## AVAILABLE DATA
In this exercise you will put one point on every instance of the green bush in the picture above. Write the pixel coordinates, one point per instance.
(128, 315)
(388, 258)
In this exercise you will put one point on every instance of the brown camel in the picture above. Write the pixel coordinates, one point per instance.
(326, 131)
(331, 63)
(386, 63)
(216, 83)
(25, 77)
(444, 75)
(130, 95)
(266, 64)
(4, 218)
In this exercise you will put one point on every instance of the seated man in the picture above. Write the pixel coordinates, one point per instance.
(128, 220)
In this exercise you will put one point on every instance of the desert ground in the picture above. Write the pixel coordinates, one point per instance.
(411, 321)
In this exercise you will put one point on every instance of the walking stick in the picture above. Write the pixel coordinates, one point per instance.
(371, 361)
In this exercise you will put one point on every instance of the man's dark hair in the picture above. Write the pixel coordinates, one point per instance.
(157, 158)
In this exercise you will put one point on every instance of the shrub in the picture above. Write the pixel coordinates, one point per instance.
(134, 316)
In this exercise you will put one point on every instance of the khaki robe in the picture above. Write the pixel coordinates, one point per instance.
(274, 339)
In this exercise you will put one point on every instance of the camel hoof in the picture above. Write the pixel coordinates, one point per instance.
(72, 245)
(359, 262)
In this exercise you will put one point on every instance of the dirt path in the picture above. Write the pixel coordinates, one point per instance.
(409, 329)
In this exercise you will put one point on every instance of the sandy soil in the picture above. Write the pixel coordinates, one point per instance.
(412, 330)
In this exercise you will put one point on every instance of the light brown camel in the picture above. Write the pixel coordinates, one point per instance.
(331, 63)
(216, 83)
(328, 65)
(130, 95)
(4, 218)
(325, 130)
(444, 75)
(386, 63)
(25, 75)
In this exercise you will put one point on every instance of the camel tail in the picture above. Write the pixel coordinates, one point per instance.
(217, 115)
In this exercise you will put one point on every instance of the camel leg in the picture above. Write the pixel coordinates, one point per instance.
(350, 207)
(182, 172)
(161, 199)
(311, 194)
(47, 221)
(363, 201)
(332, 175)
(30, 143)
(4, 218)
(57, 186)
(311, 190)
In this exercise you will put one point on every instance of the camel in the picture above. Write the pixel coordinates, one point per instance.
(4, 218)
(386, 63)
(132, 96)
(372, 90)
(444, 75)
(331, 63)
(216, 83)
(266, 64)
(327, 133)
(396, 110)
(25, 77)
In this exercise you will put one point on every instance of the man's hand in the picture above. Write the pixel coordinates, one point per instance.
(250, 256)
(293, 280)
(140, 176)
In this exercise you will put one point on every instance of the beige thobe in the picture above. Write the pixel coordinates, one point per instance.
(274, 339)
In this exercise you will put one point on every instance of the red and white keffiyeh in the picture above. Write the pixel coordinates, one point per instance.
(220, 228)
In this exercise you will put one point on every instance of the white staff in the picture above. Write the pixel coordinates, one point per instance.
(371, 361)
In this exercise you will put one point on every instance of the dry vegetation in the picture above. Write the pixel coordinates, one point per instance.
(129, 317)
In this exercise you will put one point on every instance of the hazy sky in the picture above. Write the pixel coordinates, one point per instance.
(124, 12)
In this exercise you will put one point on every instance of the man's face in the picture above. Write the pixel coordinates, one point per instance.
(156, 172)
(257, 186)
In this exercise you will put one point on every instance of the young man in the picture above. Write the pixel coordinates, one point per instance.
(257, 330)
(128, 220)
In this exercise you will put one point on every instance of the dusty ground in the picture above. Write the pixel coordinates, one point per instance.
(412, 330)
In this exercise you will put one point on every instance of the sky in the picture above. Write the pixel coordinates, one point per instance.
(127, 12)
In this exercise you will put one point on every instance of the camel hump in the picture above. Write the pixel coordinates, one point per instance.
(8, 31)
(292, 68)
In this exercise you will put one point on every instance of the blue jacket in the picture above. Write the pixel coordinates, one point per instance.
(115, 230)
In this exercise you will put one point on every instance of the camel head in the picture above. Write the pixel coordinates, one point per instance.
--
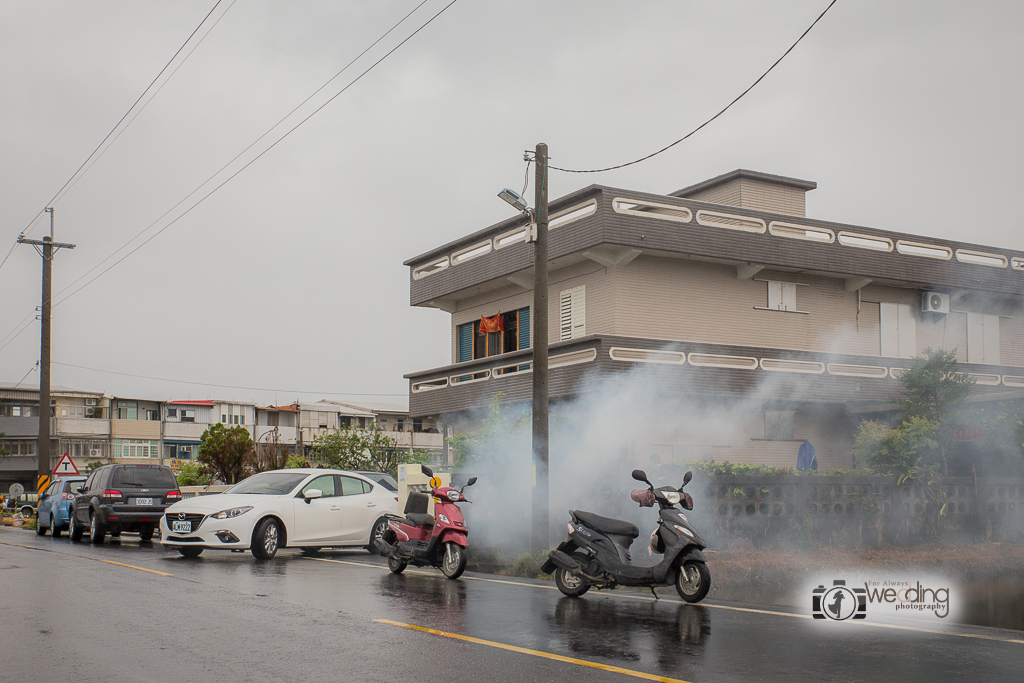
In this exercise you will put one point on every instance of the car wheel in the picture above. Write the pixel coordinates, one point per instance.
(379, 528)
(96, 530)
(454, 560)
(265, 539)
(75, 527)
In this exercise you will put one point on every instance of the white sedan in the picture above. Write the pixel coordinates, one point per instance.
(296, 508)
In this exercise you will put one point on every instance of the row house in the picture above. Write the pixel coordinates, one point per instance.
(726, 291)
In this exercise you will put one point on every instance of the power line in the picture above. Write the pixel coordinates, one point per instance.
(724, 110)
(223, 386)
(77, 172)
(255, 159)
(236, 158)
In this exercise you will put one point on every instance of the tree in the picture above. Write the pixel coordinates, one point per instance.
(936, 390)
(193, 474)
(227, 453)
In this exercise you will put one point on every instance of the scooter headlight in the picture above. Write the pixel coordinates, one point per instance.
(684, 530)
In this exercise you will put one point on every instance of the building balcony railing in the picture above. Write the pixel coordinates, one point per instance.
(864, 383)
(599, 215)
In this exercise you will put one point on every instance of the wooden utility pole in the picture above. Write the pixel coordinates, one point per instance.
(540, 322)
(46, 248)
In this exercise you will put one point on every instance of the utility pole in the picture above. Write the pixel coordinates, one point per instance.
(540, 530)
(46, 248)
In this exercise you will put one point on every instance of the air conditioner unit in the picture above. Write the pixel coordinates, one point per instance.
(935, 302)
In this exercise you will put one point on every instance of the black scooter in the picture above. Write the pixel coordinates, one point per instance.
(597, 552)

## WORK INSTRUCTION
Beginning with the line containing "of the blue" and ending with the line containing "the camel head", extract those lines exactly from the listing above, and only those.

## RESULT OF THE TASK
In this exercise you will put one point on every instance of the blue jacket in the picture above. Write the pixel coordinates, one point per instance.
(115, 230)
In this exercise you will put one point on every instance of the camel head in the picture above. Write the pixel coordinates, one point per instance.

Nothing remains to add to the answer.